# Exercise aim:
The answer must match the listing exactly, with every line written out again.

━━━━━━━━━━━━━━━━

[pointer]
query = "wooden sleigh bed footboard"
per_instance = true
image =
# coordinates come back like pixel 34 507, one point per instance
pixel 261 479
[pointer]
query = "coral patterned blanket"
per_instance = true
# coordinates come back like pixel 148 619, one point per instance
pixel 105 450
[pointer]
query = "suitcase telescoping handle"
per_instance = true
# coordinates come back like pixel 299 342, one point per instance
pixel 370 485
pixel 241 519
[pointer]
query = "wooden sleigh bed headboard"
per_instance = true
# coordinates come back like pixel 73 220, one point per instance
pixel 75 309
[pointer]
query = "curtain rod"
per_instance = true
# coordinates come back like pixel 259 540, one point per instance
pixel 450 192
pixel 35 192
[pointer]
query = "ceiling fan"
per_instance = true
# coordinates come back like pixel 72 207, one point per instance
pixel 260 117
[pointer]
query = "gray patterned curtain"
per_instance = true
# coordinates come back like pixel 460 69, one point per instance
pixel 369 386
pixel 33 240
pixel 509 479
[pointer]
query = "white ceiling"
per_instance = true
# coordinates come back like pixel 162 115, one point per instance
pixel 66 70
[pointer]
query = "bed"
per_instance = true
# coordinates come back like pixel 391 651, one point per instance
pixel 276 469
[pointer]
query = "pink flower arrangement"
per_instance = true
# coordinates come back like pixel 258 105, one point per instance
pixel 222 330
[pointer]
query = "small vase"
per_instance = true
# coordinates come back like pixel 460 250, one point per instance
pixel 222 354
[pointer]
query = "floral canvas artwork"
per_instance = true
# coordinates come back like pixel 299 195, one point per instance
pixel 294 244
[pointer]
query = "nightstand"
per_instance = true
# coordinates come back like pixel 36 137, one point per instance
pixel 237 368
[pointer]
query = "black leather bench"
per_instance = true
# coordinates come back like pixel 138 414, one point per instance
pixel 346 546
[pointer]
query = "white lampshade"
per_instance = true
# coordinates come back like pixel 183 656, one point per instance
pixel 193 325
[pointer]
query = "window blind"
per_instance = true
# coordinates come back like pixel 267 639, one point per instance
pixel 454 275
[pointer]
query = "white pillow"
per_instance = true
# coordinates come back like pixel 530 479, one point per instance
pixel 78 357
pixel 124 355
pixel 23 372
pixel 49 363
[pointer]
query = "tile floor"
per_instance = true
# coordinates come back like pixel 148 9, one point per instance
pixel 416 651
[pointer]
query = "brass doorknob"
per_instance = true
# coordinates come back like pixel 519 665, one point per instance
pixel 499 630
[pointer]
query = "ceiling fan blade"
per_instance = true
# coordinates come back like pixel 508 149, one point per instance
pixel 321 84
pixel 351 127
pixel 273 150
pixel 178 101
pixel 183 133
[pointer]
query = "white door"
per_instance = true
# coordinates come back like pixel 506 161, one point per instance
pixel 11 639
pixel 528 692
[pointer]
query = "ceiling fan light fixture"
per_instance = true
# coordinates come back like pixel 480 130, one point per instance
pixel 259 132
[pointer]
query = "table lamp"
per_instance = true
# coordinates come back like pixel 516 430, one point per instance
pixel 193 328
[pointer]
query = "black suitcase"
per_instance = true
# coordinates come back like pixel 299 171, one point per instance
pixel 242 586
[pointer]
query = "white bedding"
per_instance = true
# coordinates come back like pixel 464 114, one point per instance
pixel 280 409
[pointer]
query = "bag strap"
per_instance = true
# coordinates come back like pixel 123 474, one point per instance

━━━━━━━━━━━━━━━━

# Finished task:
[pointer]
query = "wooden sleigh bed footboard"
per_instance = true
image =
# coordinates come back like pixel 34 507, one point per instance
pixel 261 479
[pointer]
query = "coral patterned blanket"
per_instance = true
# coordinates come back like pixel 148 619, one point per instance
pixel 105 450
[pointer]
query = "suitcase telescoping handle"
per_instance = true
# coordinates come back like pixel 299 342, one point per instance
pixel 370 485
pixel 241 519
[pointer]
query = "wooden sleigh bed headboard"
per_instance = true
# coordinates come back like pixel 73 220, one point per instance
pixel 75 309
[pointer]
query = "curtain rod"
per_instance = true
# coordinates come back like pixel 259 540, one point per instance
pixel 450 192
pixel 35 192
[pointer]
query = "ceiling fan"
per_instance = true
# coordinates come back like pixel 72 207, one point per instance
pixel 260 117
[pointer]
query = "gray patterned curtain"
per_instance = true
# coordinates come back like pixel 460 69, one point per instance
pixel 369 386
pixel 33 240
pixel 509 479
[pointer]
query = "white ceiling"
per_instance = true
# coordinates come back like pixel 162 115, one point per instance
pixel 66 70
[pointer]
query = "bed"
per_instance = true
# coordinates come back like pixel 391 651, one point per instance
pixel 276 469
[pointer]
query = "pink flower arrangement"
per_instance = true
# coordinates come back like pixel 258 105, one point per instance
pixel 222 330
[pointer]
query = "small vase"
per_instance = true
# coordinates come back like pixel 460 250, one point per instance
pixel 222 354
[pointer]
query = "floral canvas artwork"
per_instance = true
# coordinates come back like pixel 299 195, one point per instance
pixel 294 244
[pointer]
query = "nightstand"
per_instance = true
# coordinates come back like pixel 36 137, one point per instance
pixel 237 368
[pointer]
query = "black leather bench"
per_instance = true
# coordinates come back like pixel 138 414, one point per instance
pixel 346 546
[pointer]
query = "white lampshade"
per_instance = true
# coordinates come back like pixel 183 656, one point per instance
pixel 193 325
[pointer]
query = "window blind"
per_instance = true
# coordinates come back like pixel 267 639, one point per instance
pixel 454 275
[pointer]
query = "white pillow"
per_instance = true
# coordinates come back like pixel 530 479, one point per instance
pixel 78 357
pixel 124 355
pixel 23 372
pixel 49 363
[pointer]
query = "tile floor"
per_instance = true
# coordinates come back like pixel 148 9, one point per instance
pixel 416 651
[pointer]
query = "brass doorknob"
per_instance = true
# coordinates come back like pixel 519 665, one point per instance
pixel 499 630
[pointer]
query = "ceiling fan blade"
per_instance = true
# coordinates come back like pixel 508 149, one point per instance
pixel 321 84
pixel 351 127
pixel 273 150
pixel 178 101
pixel 183 133
[pointer]
query = "white door"
per_instance = true
# coordinates come back like pixel 506 161, one point per instance
pixel 11 639
pixel 528 692
[pointer]
query = "ceiling fan light fixture"
per_instance = true
# coordinates come back like pixel 480 130, one point per instance
pixel 259 132
[pointer]
query = "table lamp"
per_instance = true
# coordinates come back like pixel 516 430, one point per instance
pixel 193 328
[pointer]
query = "black suitcase"
per_instance = true
# coordinates come back like pixel 299 171, one point per instance
pixel 242 586
[pointer]
query = "white bedding"
per_instance = true
# coordinates come back like pixel 464 114, one point per instance
pixel 280 409
[pointer]
query = "bag strap"
per_instance = true
# coordinates come back like pixel 123 474, one point per instance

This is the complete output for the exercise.